REQUIREMENTS =
Retype the data below word for word, leaving out the pictures.

DATASET CONTENT =
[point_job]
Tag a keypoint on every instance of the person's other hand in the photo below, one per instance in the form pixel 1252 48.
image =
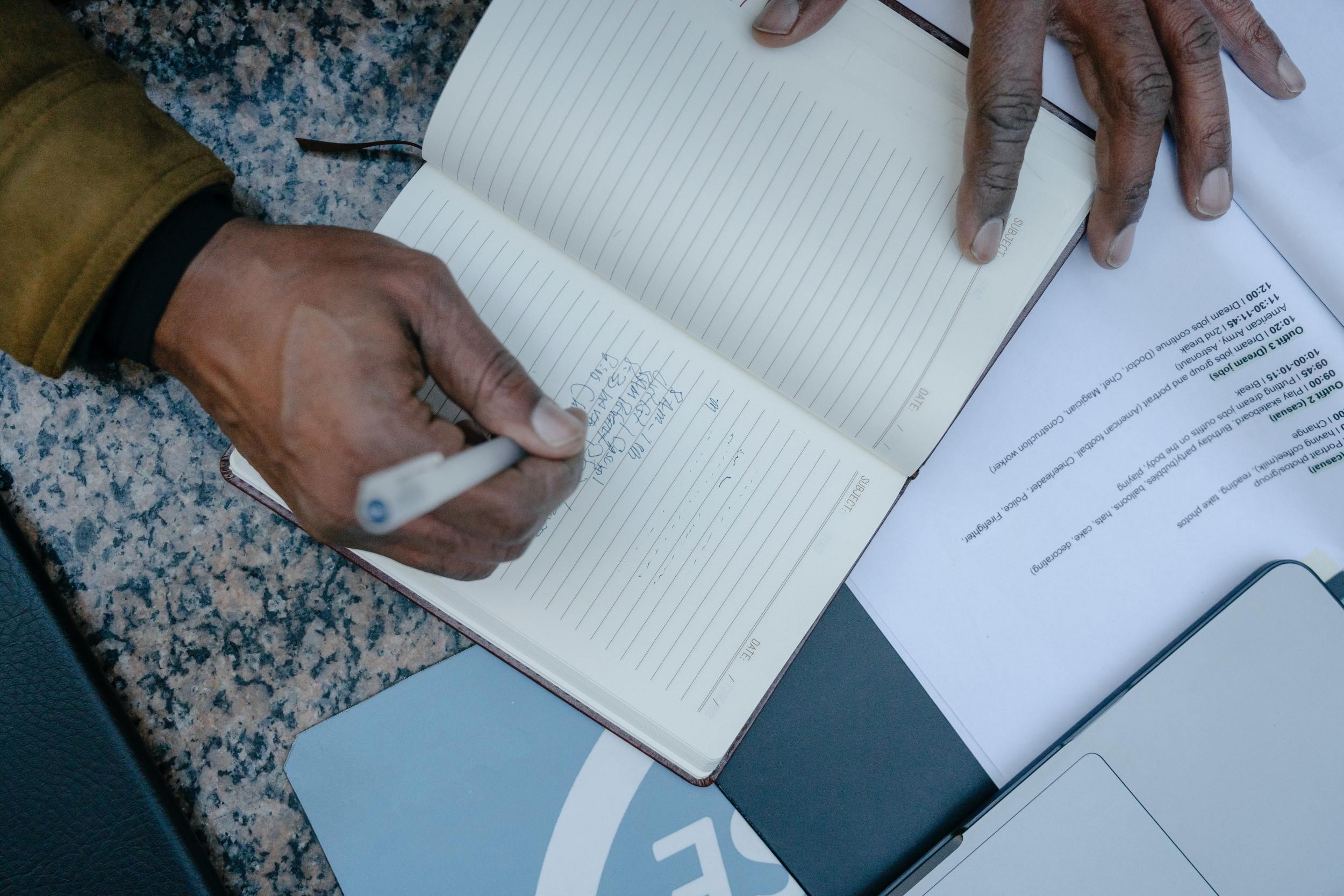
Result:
pixel 1138 61
pixel 308 346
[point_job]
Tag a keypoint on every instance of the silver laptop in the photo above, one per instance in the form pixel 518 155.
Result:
pixel 1219 769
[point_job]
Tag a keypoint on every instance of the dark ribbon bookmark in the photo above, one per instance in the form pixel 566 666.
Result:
pixel 326 146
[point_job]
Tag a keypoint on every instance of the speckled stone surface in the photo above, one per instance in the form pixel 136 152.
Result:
pixel 225 629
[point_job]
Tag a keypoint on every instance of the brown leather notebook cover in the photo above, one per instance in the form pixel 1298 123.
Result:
pixel 522 666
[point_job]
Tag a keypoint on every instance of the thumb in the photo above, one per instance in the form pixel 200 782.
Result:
pixel 485 381
pixel 784 22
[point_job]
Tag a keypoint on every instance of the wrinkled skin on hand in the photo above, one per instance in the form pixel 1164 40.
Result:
pixel 1140 63
pixel 308 347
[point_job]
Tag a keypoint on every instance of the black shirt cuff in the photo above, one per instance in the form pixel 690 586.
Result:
pixel 127 319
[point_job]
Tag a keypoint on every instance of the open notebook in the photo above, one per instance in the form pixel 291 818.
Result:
pixel 742 265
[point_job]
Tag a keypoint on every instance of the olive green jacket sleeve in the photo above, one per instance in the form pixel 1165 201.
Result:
pixel 88 168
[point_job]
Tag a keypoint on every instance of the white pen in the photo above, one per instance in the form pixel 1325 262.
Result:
pixel 390 499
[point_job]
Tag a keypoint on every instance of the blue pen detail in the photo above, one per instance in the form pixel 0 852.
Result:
pixel 377 511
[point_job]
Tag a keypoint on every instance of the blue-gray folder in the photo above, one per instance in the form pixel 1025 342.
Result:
pixel 469 778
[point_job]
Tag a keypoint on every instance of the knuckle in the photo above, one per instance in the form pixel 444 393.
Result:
pixel 1197 42
pixel 1010 111
pixel 1217 140
pixel 1135 195
pixel 1260 34
pixel 996 178
pixel 1146 92
pixel 499 378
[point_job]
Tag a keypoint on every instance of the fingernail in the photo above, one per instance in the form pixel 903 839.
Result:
pixel 985 246
pixel 1121 248
pixel 1216 194
pixel 1291 74
pixel 557 428
pixel 778 17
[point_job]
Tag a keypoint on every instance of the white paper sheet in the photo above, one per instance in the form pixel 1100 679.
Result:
pixel 1103 489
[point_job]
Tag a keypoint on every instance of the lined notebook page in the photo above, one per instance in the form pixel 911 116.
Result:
pixel 714 518
pixel 793 210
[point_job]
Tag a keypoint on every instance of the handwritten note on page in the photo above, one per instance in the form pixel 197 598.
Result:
pixel 714 518
pixel 793 210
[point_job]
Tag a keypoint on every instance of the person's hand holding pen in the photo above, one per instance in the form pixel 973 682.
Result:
pixel 1139 62
pixel 308 347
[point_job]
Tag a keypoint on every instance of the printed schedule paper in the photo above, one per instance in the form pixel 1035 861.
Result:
pixel 742 265
pixel 1187 428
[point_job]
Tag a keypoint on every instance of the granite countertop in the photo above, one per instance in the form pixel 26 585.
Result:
pixel 225 629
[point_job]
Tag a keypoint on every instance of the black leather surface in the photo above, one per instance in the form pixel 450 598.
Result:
pixel 82 809
pixel 851 771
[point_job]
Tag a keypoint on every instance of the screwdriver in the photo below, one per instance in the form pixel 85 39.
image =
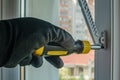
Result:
pixel 80 47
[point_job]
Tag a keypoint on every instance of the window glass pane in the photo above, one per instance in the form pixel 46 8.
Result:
pixel 76 67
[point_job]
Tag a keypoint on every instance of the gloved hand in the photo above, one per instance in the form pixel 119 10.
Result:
pixel 28 34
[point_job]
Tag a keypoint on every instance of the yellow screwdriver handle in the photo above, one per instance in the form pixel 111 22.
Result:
pixel 82 47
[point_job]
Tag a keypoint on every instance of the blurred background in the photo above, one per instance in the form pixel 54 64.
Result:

EXERCISE ANSWER =
[point_job]
Tag a keypoint on every instance of the person's other hand in the photo below, one per instance in the form pixel 1252 48.
image =
Result:
pixel 1138 61
pixel 308 346
[point_job]
Tag a keypoint on every instance of the silver laptop in the photo above, one per instance in the form pixel 518 155.
Result:
pixel 1219 769
[point_job]
Tag a keypoint on every instance of the dark ribbon bookmark in the photo above, one per instance in the form pixel 566 666.
Result:
pixel 326 146
[point_job]
Tag a keypoint on every instance of the speckled stone surface in the photo above, one per instance in the form pixel 136 152.
Result:
pixel 225 629
[point_job]
Tag a keypoint on every instance of the brown leather notebook cover in the photo above, one per instance in the form pixel 1298 123.
Result:
pixel 522 666
[point_job]
Tag a keypoint on every instance of the thumb in the photo above, one per instance in the form pixel 200 782.
Result:
pixel 485 381
pixel 784 22
[point_job]
Tag a keypoint on every instance of the wrinkled skin on hand in the photo above, one per instance in the form pixel 1164 40.
Result:
pixel 1140 63
pixel 308 347
[point_job]
Tag a keypoint on every instance of the black shirt cuff in the photo above, one per instance in the form pixel 690 586.
Result:
pixel 127 319
[point_job]
Tag a keypoint on every instance of the open notebook in the photo above, one per instance in the form pixel 291 818.
Result:
pixel 742 265
[point_job]
Tag a keypoint on every instance of the olive green jacket sleeve in the photo above, one per instance in the form pixel 1165 201.
Result:
pixel 88 168
[point_job]
Tag a keypoint on every instance of the white pen in the photo above, one per instance in the form pixel 1325 262.
Result:
pixel 390 499
[point_job]
Tag a keypoint on every instance of the blue pen detail in the photo above, one per instance in the form pixel 0 852.
Result:
pixel 377 511
[point_job]
Tag a keypoint on every instance of the blue-gray folder in the photo above, one per instance in the form pixel 1025 342.
Result:
pixel 469 778
[point_job]
Tag a keypoint on every instance of the knuckle in the photo above, one per instance in the form pixel 444 393.
Result:
pixel 1197 42
pixel 1010 111
pixel 1217 140
pixel 1135 195
pixel 1260 34
pixel 996 178
pixel 1146 92
pixel 499 378
[point_job]
Tag a keypoint on every instance of the fingernail in the photo above, one per instance in the form pixel 903 839.
Result:
pixel 985 246
pixel 1121 248
pixel 1216 194
pixel 1291 74
pixel 557 428
pixel 778 17
[point_job]
Tag a keypoint on every instance of the white paper sheet in the photo above, one per instance in the form pixel 1100 679.
Result:
pixel 1103 489
[point_job]
Tag a keypoint on every instance of the lined notebook page in the photo above, one per instance in the form pixel 911 116.
Result:
pixel 714 518
pixel 793 210
[point_job]
Tag a keypoint on every instance of the handwritten note on page in the photo above, one per instance in the form pixel 197 598.
Result:
pixel 714 518
pixel 793 210
[point_job]
Tag a keypoint on every instance of the person's hand holding pen in the photo above, one per instance in the form pixel 973 682.
Result:
pixel 1139 62
pixel 308 347
[point_job]
Tag a keypoint on every instance of the printed schedule paper in the photo above, one per instance in the form pixel 1035 861.
Result:
pixel 742 265
pixel 1187 428
[point_job]
Tag a keypoint on every instance of the granite countertop in the photo above, one per instance in the form pixel 26 585.
Result:
pixel 225 629
[point_job]
Tag a keypoint on every instance of the black leather surface in the photo above, one per instance in the form pixel 450 598.
Result:
pixel 82 809
pixel 851 771
[point_job]
Tag a keypoint on every instance of the screwdriver in the photo below, one per instance in the form pixel 85 39.
image =
Result:
pixel 80 47
[point_job]
Tag a keypoint on every instance of the window glass pane in the photo above, one per instance in the form pixel 46 8.
Result:
pixel 76 67
[point_job]
Tag a keypoint on every instance of the gloved hand in the photo above, one per instance in the form pixel 119 10.
Result:
pixel 28 34
[point_job]
Tag a keypoint on every instance of the yellow screwdriver handle in the photo above, one per instance in the form pixel 111 22.
Result:
pixel 82 47
[point_job]
Tag a keypoint on every instance of the blurred background in the photo above, one per instance in the form pixel 54 64.
Result:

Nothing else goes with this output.